**DOKUMENTABSCHNITT**:
Gerichtsbericht
Wenn Polizisten kommen, sieht er rot
Neubrandenburg / Lesedauer: 3 min

Thomas Beigang
Der weiß, was sich gehört. Jedenfalls in Sachen Anzugsordnung. In Schlips und Kragen, mit Jackett und seidig glänzender Weste sitzt der Mann auf der Anklagebank im Neubrandenburger Amtsgericht. Da sitzen heutzutage viel zu oft Leute in Jogginghosen und Kapuzenpullovern, ohne dass sich Richter daran stören.
16 Mal saß er schon vor Gericht
Der 44–Jährige aus einer Kleinstadt bei Neubrandenburg, nach eigenem Bekunden Landwirt von Beruf, weiß aber viel zu oft nicht, was sich sonst noch gehört. 16 Mal schon saß er als Angeklagter vor Gerichten in der Vier–Tore–Stadt, in Stralsund, Hamburg oder Berlin. Wie ein roter Faden zieht sich durch, dass er andere bedroht und beleidigt. Und eine Zielgruppe darunter, die der Kleinstädter anscheinend so überhaupt nicht leiden kann: Polizisten. Regelmäßig gerät er mit uniformierten Ordnungshütern in Konflikt, etwa dann, wenn die sein Grundstück betreten müssen, um gewissen Forderungen Nachdruck zu verleihen.

**GEGEBENE DATEN**:
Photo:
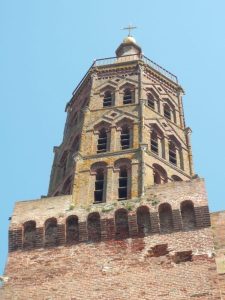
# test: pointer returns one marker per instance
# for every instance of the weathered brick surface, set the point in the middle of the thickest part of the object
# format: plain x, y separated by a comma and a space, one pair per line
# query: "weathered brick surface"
124, 269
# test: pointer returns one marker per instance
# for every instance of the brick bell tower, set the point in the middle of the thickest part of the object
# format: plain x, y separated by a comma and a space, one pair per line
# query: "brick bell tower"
125, 216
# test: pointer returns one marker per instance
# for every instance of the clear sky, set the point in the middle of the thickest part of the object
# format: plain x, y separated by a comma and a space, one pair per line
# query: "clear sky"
48, 45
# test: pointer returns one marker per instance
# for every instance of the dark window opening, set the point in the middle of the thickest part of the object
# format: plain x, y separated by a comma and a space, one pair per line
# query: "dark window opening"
29, 236
143, 220
151, 101
121, 221
102, 141
107, 101
127, 97
167, 112
172, 154
99, 186
123, 180
72, 229
154, 143
125, 138
165, 218
94, 227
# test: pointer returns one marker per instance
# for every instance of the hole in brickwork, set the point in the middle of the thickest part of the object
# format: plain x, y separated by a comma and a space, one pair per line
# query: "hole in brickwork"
143, 220
29, 234
188, 215
72, 229
94, 227
121, 221
51, 234
165, 218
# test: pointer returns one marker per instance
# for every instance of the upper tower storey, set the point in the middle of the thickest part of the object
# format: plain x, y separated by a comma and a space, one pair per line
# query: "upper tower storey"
125, 131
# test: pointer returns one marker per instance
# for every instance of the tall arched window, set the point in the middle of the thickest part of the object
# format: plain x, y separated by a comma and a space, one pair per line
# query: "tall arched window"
123, 183
127, 96
121, 222
154, 142
72, 229
172, 153
29, 234
167, 111
107, 100
151, 101
165, 218
188, 215
160, 175
143, 220
102, 141
99, 185
51, 232
94, 227
125, 137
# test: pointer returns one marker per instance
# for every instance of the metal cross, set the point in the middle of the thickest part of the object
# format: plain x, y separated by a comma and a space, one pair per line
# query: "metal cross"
129, 27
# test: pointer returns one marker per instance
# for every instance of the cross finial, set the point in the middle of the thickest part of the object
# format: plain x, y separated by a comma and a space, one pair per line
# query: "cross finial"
129, 28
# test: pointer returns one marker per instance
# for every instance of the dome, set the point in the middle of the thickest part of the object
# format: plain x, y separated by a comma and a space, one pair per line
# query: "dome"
129, 39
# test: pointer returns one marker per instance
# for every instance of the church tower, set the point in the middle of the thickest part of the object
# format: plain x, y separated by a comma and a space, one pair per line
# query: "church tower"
125, 216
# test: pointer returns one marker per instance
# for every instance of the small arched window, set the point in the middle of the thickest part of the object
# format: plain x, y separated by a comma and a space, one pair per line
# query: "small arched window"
102, 141
151, 101
72, 229
167, 111
154, 142
121, 222
172, 153
165, 218
123, 183
127, 97
99, 185
51, 232
29, 234
125, 137
188, 215
94, 227
107, 100
143, 220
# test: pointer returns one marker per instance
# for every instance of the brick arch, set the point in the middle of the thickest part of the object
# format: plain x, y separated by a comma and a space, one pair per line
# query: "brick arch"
188, 215
72, 229
165, 218
143, 220
51, 232
121, 223
29, 234
94, 227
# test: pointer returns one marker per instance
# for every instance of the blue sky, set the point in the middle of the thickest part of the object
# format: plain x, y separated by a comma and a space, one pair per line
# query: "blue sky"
48, 45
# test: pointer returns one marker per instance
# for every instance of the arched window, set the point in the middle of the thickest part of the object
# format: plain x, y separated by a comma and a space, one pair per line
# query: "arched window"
165, 218
127, 96
102, 141
107, 100
143, 220
94, 227
72, 229
76, 144
123, 183
99, 185
151, 101
172, 153
121, 222
176, 178
125, 137
154, 142
51, 232
29, 234
167, 111
188, 215
160, 175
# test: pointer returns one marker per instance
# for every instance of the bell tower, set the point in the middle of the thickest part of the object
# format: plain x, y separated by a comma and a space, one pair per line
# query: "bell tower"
125, 131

**ARBEITSANWEISUNG**: Schreiben Sie den Gerichtsbericht über den Angeklagten aus der Kleinstadt bei Neubrandenburg im Anschluss an dessen letzten Satz weiter.

**ANTWORTTEIL**:
Im vergangenen Mai schon wieder. Immerhin zu viert, darunter machen es Polizeibeamte bei dem gut bekannten Kandidaten nicht mehr, fuhren sie zu dessen Wohnung und präsentiertem dem zu oft wütenden Mann einen aktuellen Haftbefehl. Weil er eine damals vom Gericht verhängte fällige Geldstrafe partout nicht bezahlen wollte, sollte er in Haft genommen werden. Ersatzfreiheitsstrafe heißt das. Mehr als zehn Prozent aller hinter Gittern schmorenden Frauen und Männer sitzen dort, weil Geldstrafen nicht bezahlt wurden. Kritiker der Ersatzfreiheitsstrafen bemängeln vor allem, dass vor dem Gesetz hier von Gleichheit keine Spur sei: Wer eine Geldstrafe bezahlen kann, bezahlt sie. Wer das nicht kann, muss ins Gefängnis.
Schließlich mussten Handschellen her
Jedenfalls kam es bei dem Besuch des Schuldners zu unliebsamen Szenen, wie von den Polizisten befürchtet: Der Mann rastete völlig aus und beschimpfte die Vertreter des Staates unflätig. Er drohte an, den Polizisten aufs Maul zu hauen und ihnen die Ohren abzuschneiden. Und das war noch fast das Harmloseste. Die Beamten, als Zeugen vor Gericht, berichteten noch Schlimmeres. Sie mussten dem Delinquenten sogar noch Handschellen anlegen, als der mit einem Pflasterstein in der Hand vor ihnen stand.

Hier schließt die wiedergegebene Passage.